(YOUR ASSIGNMENT):
In your copy, each record should read exactly as it does below, and no pictures should be present.

(PROVIDED RECORDS):
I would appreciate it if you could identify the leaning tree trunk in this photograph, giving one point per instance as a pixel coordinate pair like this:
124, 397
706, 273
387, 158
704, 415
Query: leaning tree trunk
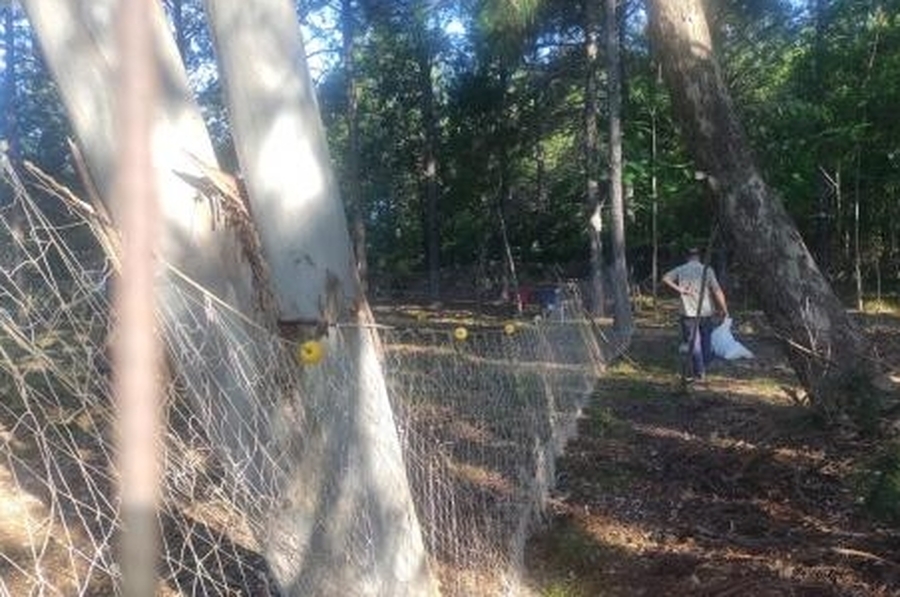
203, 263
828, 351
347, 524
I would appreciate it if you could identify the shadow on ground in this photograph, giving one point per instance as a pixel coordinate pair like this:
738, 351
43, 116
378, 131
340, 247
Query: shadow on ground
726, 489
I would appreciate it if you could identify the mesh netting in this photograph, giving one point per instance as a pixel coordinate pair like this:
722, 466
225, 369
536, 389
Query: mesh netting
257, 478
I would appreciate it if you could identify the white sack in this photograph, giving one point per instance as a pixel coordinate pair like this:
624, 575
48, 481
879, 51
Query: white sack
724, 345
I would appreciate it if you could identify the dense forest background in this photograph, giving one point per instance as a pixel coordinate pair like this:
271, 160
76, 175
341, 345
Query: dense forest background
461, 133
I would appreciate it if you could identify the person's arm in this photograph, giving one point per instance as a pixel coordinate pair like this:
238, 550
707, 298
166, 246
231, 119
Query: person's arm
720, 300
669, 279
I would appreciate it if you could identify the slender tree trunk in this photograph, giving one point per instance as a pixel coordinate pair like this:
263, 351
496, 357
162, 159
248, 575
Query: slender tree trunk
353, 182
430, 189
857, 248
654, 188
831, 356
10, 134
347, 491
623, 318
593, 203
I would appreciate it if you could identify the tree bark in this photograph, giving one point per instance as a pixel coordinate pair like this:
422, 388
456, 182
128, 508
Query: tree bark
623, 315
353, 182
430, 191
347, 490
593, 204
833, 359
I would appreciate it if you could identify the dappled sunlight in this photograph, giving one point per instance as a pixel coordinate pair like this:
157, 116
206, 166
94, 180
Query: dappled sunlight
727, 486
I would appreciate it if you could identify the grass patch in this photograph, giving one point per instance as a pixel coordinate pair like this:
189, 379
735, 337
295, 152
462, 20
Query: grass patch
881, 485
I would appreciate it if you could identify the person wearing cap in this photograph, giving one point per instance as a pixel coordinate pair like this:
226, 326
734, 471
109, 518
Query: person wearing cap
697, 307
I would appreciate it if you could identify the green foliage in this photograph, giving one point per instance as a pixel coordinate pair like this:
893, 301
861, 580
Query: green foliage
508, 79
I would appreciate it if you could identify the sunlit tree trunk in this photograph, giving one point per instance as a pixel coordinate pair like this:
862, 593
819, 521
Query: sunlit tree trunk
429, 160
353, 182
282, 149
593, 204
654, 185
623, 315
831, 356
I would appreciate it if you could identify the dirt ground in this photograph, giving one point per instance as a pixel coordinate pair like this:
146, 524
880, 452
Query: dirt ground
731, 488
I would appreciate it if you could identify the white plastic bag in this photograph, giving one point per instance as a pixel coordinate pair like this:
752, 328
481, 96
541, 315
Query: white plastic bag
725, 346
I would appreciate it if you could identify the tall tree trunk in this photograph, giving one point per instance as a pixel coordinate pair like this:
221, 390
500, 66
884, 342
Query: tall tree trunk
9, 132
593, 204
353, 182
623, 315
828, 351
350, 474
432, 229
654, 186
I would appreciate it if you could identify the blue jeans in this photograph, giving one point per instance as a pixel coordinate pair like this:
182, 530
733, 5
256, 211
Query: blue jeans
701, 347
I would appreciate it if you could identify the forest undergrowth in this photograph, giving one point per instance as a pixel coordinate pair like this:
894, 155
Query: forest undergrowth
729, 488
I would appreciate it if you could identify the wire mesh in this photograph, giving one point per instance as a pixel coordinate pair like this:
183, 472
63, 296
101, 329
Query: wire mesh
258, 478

(ANSWER BOX):
I would appreciate it if you could identify the leaning tree trunk in this photograph, giving one point per instance as a pixel coordinate pair like this:
124, 397
706, 273
387, 158
704, 415
Query: leaning tree trunk
203, 263
828, 351
347, 524
I would appreciate it if you could identify the shadow on ground in this photograph, giving one point per instance as a pixel coordinate pair like this:
738, 351
43, 116
378, 131
340, 247
Query: shadow on ground
726, 489
I would appreciate it if you could identify the mesh netting in this photograph, giving one point per instance as a pixel coordinate pair like this:
722, 466
225, 369
536, 389
Query: mesh netting
257, 478
I would appreciate it if you could identify the white sack in this photograph, giving one point per instance as a pixel coordinate pair like this:
624, 575
48, 481
879, 51
Query: white sack
724, 345
I would appreciate it if you could identify the dense forest background in this photograph, giving one point per instance as a pixel coordinate pair like this:
271, 160
76, 175
341, 345
Query: dense forest background
461, 133
I would appreciate it if you could identify the person's arm in this photograph, giving one point per instance as a pixel coordinate pair like this:
238, 550
707, 298
166, 246
231, 119
Query: person's arm
720, 300
669, 279
I would appreciate it if you could identify the slender tree trunk in this photograph, giving one point per instance as a pixel coordinate pair like this:
263, 351
496, 357
162, 159
248, 575
Query: slender tree trunk
353, 182
430, 189
857, 248
654, 188
831, 356
10, 134
347, 491
623, 318
593, 203
I would appreciate it if you could identify the tree bark in this photograph, giving one point per instance as a pixel coordinate pair like this:
422, 388
456, 182
128, 508
Query: tree bark
623, 315
353, 182
430, 191
347, 490
593, 204
833, 359
I would appreciate it if you could identify the dappled sunlight in this photograph, giving one point per instance as a pixel coordinate pair like this:
157, 116
206, 166
94, 180
Query: dappled sunlight
727, 486
I would appreciate it if you could identify the grass patch in this photograph, giving one point per instance as a pixel coordinate pair like this:
189, 379
735, 337
295, 152
462, 20
Query: grass patch
881, 485
I would appreciate it if you could identify the person wearing cap in this photograph, giving one point per instance as a pixel coordinate pair like this:
226, 326
734, 471
109, 518
Query: person wearing cap
697, 307
I would appreciate it if you could identify the green foliage in this photograph, giving one point per instance as a pixel coordinate pair like this:
893, 301
861, 580
Query: green foliage
508, 79
I would appreciate it if you could identify the sunlit tree trunk in this photograph, giving one point per instance as a pixel coordinate pair like this:
862, 593
819, 521
Query: sunlit tree trunk
429, 160
353, 182
282, 149
593, 204
654, 185
623, 315
831, 356
I would appreciate it if you could identify the dirt ground in this photograph, giving one point per instance as a pixel coordinate pair like this:
146, 524
880, 452
Query: dirt ground
731, 488
I would appreciate it if you could identify the white plastic bag in this photograph, giving one point per instance as a pixel coordinate pair like this:
752, 328
481, 96
541, 315
Query: white plastic bag
725, 346
I would appreciate it if you could identify the tall tree trunk in this photograph, giving one point per instance as a pixel coordinate pair like this:
221, 390
500, 66
884, 342
Query: tall tree trunk
9, 132
593, 204
353, 182
623, 315
828, 351
350, 474
432, 229
654, 186
I would appreciate it if you could identify the blue jeans in this photograph, giving one point per instance as a pixel coordinate pair like this:
182, 530
733, 5
256, 211
Query: blue jeans
701, 347
I would appreciate it if you could identify the forest undergrowth in this photograph, giving one point per instance as a pixel coordinate pair like this:
894, 155
Query: forest undergrowth
729, 488
I would appreciate it if you could identify the wire mesh in this photograph, giving one point per instance as a pixel coordinate pair like this:
183, 472
63, 296
101, 329
Query: wire mesh
258, 478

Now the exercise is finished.